(Saved data entries)
━━━
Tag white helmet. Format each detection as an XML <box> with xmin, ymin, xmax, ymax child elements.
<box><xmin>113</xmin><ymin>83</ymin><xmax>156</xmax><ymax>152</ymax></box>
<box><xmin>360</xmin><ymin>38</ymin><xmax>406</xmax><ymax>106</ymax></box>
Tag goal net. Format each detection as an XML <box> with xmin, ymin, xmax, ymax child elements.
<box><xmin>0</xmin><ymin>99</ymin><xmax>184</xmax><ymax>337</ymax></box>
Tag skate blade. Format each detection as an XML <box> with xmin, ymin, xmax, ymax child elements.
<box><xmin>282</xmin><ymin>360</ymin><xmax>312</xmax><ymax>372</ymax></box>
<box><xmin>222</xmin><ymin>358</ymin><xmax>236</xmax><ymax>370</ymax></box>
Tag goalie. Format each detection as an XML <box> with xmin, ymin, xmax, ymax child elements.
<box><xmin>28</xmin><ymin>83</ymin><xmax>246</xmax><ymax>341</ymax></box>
━━━
▶ _REQUIRED ACTION_: All entries above must be reproduced without a single change.

▶ _TASK ANSWER_:
Tag white helmet. Format each detection as an XML <box> with xmin, ymin, xmax, ymax child elements.
<box><xmin>113</xmin><ymin>83</ymin><xmax>156</xmax><ymax>152</ymax></box>
<box><xmin>360</xmin><ymin>38</ymin><xmax>406</xmax><ymax>106</ymax></box>
Tag goal net. Format each detection as an XML <box> with xmin, ymin, xmax, ymax child elements.
<box><xmin>0</xmin><ymin>99</ymin><xmax>184</xmax><ymax>337</ymax></box>
Tag skate blade. Format each detection as an XML <box> with xmin, ymin, xmax, ymax child elements.
<box><xmin>282</xmin><ymin>360</ymin><xmax>312</xmax><ymax>372</ymax></box>
<box><xmin>222</xmin><ymin>358</ymin><xmax>236</xmax><ymax>370</ymax></box>
Tag goalie. Format each detection as an XML <box> with xmin, ymin, xmax, ymax child elements.
<box><xmin>28</xmin><ymin>83</ymin><xmax>246</xmax><ymax>341</ymax></box>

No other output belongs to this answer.